## DIRECTIONS
Using the data below, copy out all lines with the word "right".

## SUPPLIED RECORDS
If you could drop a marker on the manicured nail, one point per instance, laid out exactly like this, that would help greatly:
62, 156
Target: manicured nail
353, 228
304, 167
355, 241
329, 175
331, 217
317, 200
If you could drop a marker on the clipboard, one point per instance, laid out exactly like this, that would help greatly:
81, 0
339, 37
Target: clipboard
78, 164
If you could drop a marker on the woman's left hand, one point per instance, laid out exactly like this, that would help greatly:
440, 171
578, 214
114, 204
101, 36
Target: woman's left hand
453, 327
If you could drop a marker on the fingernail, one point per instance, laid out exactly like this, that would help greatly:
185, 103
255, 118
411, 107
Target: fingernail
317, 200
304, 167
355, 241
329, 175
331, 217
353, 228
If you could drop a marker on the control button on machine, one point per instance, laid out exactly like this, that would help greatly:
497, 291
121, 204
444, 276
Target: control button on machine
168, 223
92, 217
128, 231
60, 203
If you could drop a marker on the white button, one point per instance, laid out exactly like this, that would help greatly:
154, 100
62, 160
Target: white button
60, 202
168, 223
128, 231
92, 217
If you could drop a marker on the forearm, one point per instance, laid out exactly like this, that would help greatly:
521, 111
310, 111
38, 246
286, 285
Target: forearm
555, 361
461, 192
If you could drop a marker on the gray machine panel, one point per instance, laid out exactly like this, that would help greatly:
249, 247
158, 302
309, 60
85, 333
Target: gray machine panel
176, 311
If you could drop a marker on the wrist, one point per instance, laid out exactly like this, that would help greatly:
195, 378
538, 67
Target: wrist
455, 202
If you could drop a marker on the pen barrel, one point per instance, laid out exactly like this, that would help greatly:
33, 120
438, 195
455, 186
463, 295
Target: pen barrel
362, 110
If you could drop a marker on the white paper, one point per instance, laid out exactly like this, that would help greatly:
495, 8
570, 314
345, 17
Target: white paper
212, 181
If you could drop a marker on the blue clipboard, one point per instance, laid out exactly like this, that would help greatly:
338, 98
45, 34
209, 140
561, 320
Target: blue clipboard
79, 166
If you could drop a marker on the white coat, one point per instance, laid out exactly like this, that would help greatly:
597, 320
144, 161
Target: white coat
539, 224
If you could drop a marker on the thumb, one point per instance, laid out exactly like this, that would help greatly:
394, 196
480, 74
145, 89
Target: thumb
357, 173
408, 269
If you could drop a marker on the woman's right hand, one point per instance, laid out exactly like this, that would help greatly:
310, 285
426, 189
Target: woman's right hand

## EXERCISE OUTPUT
If you could drop a marker on the woman's right hand, one point per instance, laid out exactly like this, that would help greatly:
Target: woman's right hand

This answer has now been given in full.